# [Отрывок]
Мы ждали, когда приедет связной Пеньковского Винн. Нам было известно, что поездка в Москву у него в планах, а ради весомости доказательств на суде и снятия спорных вопросов мы хотели задержать их обоих при встрече с поличным.

Однако Винн медлил с приездом. Не знаю, были ли у него какие-то сомнения или подозрения, но в Москву он все не приезжал и не приезжал. Схватка нервов и расчетов была в полном разгаре.

Как пишут М.Палмер и Т.Б.Аллен в своей «Энциклопедии шпионажа», в 1962 году, когда западным секретным службам стало ясно, что Пеньковскому грозит разоблачение, они приняли решение организовать ему побег на Запад в одном из грузовиков с экспонатами с торговой выставки в Ленинграде, в которой бизнесмен Винн должен был официально участвовать.

В то время дело Пеньковского было под моим личным контролем. Вместе с Грибановым, а затем Банниковым мы взвешивали каждый наш шаг: мы понимали, что на крючке у нас большая рыба, и не в коем случае не могли допустить, чтобы она ушла.

Вскоре узнали, что Винн направляется с двумя грузовиками на торговую выставку в Венгрию, намереваясь оттуда через Хельсинки прибыть в Ленинград.

Между секретными службами Советского Союза и Венгерской Народной Республики существовало соглашение о взаимной выдаче лиц, допустивших проступки на территории наших стран. Однако Винн пока что не был в чем-либо уличен — только подозреваем. И все-таки мы решили не медлить.

В октябре в Венгрию на самолете пограничных войск вылетел Банников с группой чекистов. 2 ноября 1962 года, когда Винн уже покидал Будапешт, он был задержан в своей автомашине, арестован и сразу же перевезен в Москву — на том же самолете, на котором прибыл в Будапешт Банников. Нам очень помогли венгерские чекисты.

Пеньковского взяли еще раньше — 22 октября. Операция была проведена так, что ни британские, ни американские спецслужбы поначалу ничего не знали об этих арестах. Не знали об арестах друг друга и оба агента.

Я распорядился, чтобы Пеньковского сразу же привели в мой кабинет. Хотел разглядеть его и понять, что представляет собой полковник одновременно трех мировых разведок, посмотреть ему в глаза.

# [Выполните задания]
A: Перепишите слово в слово часть отрывка о деле Пеньковского, начиная со слов «Мы ждали, когда» и продолжая до слов «был официально участвовать.».
B: Какого числа задержали Винна, если верить отрывку о деле Пеньковского?

# [Исходные материалы]
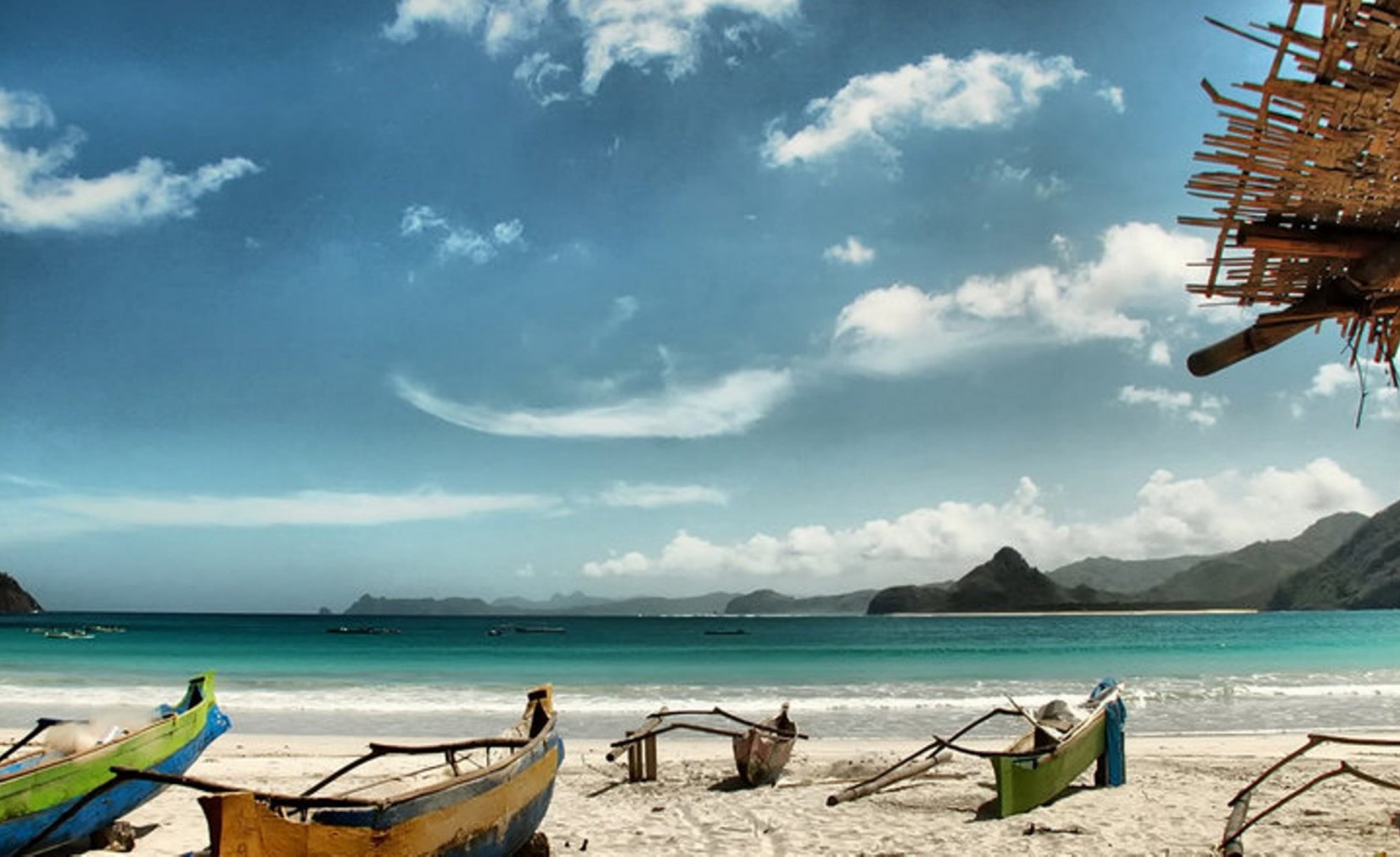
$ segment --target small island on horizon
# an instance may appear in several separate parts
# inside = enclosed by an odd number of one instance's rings
[[[1217,555],[1161,559],[1091,556],[1049,573],[1014,547],[1000,548],[956,580],[907,583],[829,596],[771,589],[687,597],[546,600],[400,598],[363,594],[349,617],[515,615],[892,615],[955,612],[1145,612],[1205,610],[1400,608],[1400,502],[1365,516],[1326,516],[1296,537]],[[43,612],[20,582],[0,572],[0,612]]]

# [Письменные ответы]
A:
Мы ждали, когда приедет связной Пеньковского Винн. Нам было известно, что поездка в Москву у него в планах, а ради весомости доказательств на суде и снятия спорных вопросов мы хотели задержать их обоих при встрече с поличным.

Однако Винн медлил с приездом. Не знаю, были ли у него какие-то сомнения или подозрения, но в Москву он все не приезжал и не приезжал. Схватка нервов и расчетов была в полном разгаре.

Как пишут М.Палмер и Т.Б.Аллен в своей «Энциклопедии шпионажа», в 1962 году, когда западным секретным службам стало ясно, что Пеньковскому грозит разоблачение, они приняли решение организовать ему побег на Запад в одном из грузовиков с экспонатами с торговой выставки в Ленинграде, в которой бизнесмен Винн должен был официально участвовать.

B: 2 ноября 1962 года, когда он уже покидал Будапешт.